Я не раз наблюдал, как копрофаги, едва успев опорожниться, склонялись над унитазом. И санитары, отчаянно матюгаясь, тащили за шиворот говноеда, лицо и руки которого были заляпаны дерьмом, в душевую. Легко догадаться, почему тела зассанцев и дерьмоедов были разукрашены синяками.
Не могу не вспомнить об особом “аромате” нашего отделения. Наглухо задраенные окна, и лишь в некоторых – крохотная, вертикально расположенная зарешёченная форточка… Больные, справляющие нужду в туалете без дверей… Специфический запах пота, выделяемого больными, которых вводили в искусственную кому при помощи инсулина. Гнусный запах больничной кухни…
Незабываем был и звуковой фон: нечеловеческие вопли эпилептиков, предчувствующих начало припадка, крики и хрипы страдальцев, бьющихся в инсулиновом шоке, перевозбуждённая речь “депрессантов” в маниакальной фазе, стоны и рыдания – в депрессивной… Весь этот какофонический оркестр не умолкал ни днём ни ночью.

> СОДЕРЖИМОЕ ЗАПИСЕЙ
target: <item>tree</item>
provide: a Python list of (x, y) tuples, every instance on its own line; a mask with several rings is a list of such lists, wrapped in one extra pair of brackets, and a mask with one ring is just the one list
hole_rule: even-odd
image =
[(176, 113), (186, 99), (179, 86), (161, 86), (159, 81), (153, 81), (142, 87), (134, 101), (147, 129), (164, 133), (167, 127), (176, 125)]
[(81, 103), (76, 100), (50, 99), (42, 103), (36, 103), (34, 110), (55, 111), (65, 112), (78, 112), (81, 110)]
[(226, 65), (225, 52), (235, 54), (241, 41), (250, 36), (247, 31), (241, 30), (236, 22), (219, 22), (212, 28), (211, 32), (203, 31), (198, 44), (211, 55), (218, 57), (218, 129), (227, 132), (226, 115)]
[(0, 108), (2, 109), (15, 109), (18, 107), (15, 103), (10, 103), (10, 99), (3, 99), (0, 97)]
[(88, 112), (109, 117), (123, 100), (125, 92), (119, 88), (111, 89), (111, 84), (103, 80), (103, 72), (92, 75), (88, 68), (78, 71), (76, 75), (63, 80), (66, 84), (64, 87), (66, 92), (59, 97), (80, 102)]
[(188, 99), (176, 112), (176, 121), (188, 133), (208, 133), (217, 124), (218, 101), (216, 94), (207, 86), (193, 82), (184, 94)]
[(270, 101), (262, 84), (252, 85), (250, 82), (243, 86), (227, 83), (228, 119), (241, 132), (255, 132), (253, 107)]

> ЗАДАНИЕ 1
Установите, соответствуют ли отрывку об отделении утверждения (a), (b) и (c). Для каждого ответьте «да» или «нет» и дословно приведите решающие слова отрывка: (a) окна в отделении были распахнуты настежь; (b) туалет в отделении был без дверей; (c) шум в отделении стихал по ночам.
> ЗАДАНИЕ 2
Продолжите отрывок об отделении, начав сразу после его последней фразы.
Записи получены из другого источника.

> ОТВЕТ 1
(a) Нет: «Наглухо задраенные окна».
(b) Да: «Больные, справляющие нужду в туалете без дверей».
(c) Нет: «Весь этот какофонический оркестр не умолкал ни днём ни ночью».

> ОТВЕТ 2
Кричать и орать в нашем отделении не запрещалось, разве что озверевший от гама и шума санитар втихаря врежет кулачищем чересчур горластому между рёбер и этим ненадолго заткнёт ему пасть.
Колян с буйного
Одна стена столовой была смежной с буйным отделением, откуда даже сквозь кирпичную кладку день и ночь доносились вопли и крики. И как-то вечером, когда “беспокойные” ужинали, черпая ложками фиолетовую бурду, именуемую почему-то пюре, и запивая тёплой, слегка подслащенной водой, к нам привезли на тачке рахитичное голое существо с буйного отделения. “Коленька теперь будет жить с вами, он спокойный, хороший мальчик”, – слащавым голосом оповестил нас санитар и, подняв Коленьку под мышки, усадил на скамейку между мной и шофёром-засерей.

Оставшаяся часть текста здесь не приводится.